* _Goal of the exercise_
Copy the rows below verbatim, line for line.

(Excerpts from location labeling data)
----
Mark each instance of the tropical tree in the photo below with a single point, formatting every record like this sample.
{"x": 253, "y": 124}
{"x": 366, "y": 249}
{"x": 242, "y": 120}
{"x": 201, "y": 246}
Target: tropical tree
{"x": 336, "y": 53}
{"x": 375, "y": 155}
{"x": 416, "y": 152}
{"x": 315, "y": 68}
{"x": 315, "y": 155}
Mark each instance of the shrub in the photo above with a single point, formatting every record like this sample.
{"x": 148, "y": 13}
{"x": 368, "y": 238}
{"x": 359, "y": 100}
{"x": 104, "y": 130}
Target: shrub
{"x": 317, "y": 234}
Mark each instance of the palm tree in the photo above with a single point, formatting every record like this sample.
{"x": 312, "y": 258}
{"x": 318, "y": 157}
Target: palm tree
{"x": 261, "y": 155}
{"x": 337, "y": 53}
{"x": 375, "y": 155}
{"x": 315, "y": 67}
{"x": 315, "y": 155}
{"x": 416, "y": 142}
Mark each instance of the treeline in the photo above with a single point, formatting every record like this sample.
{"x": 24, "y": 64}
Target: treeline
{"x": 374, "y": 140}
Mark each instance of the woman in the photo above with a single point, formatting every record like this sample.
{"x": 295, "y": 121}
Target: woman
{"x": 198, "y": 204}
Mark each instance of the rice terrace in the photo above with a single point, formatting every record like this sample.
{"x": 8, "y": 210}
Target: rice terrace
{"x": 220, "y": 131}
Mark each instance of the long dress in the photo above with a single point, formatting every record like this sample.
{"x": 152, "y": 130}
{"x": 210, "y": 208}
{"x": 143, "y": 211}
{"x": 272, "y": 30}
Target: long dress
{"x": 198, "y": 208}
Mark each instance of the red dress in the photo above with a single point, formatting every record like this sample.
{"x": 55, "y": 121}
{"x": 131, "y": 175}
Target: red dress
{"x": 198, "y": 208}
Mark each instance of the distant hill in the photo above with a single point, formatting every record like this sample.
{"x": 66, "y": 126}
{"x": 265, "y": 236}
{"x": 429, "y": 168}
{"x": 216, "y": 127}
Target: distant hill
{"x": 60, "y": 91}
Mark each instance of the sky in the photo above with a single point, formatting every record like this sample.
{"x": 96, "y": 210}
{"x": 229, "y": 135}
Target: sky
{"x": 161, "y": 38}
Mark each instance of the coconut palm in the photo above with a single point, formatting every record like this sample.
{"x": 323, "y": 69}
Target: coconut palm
----
* _Result for this task_
Mark each instance of the tropical tree in the photo below with a single point, formatting every record like this sample.
{"x": 253, "y": 124}
{"x": 366, "y": 249}
{"x": 242, "y": 120}
{"x": 201, "y": 246}
Target: tropical tree
{"x": 336, "y": 53}
{"x": 375, "y": 155}
{"x": 416, "y": 152}
{"x": 315, "y": 68}
{"x": 315, "y": 155}
Mark each instance of the shrub in the photo above with a single point, formatting every record like this sample.
{"x": 148, "y": 13}
{"x": 368, "y": 238}
{"x": 359, "y": 100}
{"x": 104, "y": 130}
Target: shrub
{"x": 317, "y": 234}
Mark each instance of the palm tree in the photo above with a single point, formatting every record like this sample.
{"x": 312, "y": 258}
{"x": 318, "y": 157}
Target: palm tree
{"x": 261, "y": 155}
{"x": 337, "y": 53}
{"x": 375, "y": 155}
{"x": 315, "y": 67}
{"x": 315, "y": 155}
{"x": 416, "y": 142}
Mark each instance of the treeline in the photo above with a single point, formatting every record like this sample.
{"x": 24, "y": 64}
Target: treeline
{"x": 374, "y": 140}
Mark each instance of the woman in the photo above with a single point, formatting every record like this sample.
{"x": 295, "y": 121}
Target: woman
{"x": 198, "y": 204}
Mark each instance of the rice terrace in the photo above with a single point, formatting every record like this sample.
{"x": 8, "y": 210}
Target: rice terrace
{"x": 220, "y": 131}
Mark each instance of the long dress in the photo above with a single point, formatting every record like this sample.
{"x": 152, "y": 130}
{"x": 210, "y": 208}
{"x": 143, "y": 211}
{"x": 272, "y": 30}
Target: long dress
{"x": 198, "y": 208}
Mark each instance of the red dress in the photo above with a single point, formatting every record like this sample.
{"x": 55, "y": 121}
{"x": 131, "y": 175}
Target: red dress
{"x": 198, "y": 208}
Mark each instance of the distant hill in the photo above with a single point, formatting every record like this sample.
{"x": 66, "y": 126}
{"x": 265, "y": 236}
{"x": 429, "y": 168}
{"x": 216, "y": 127}
Target: distant hill
{"x": 60, "y": 91}
Mark each instance of the sky in the photo above with a single point, formatting every record like this sample.
{"x": 96, "y": 210}
{"x": 229, "y": 135}
Target: sky
{"x": 161, "y": 38}
Mark each instance of the coconut palm in the photo above with a single point, formatting every record like this sample.
{"x": 323, "y": 69}
Target: coconut palm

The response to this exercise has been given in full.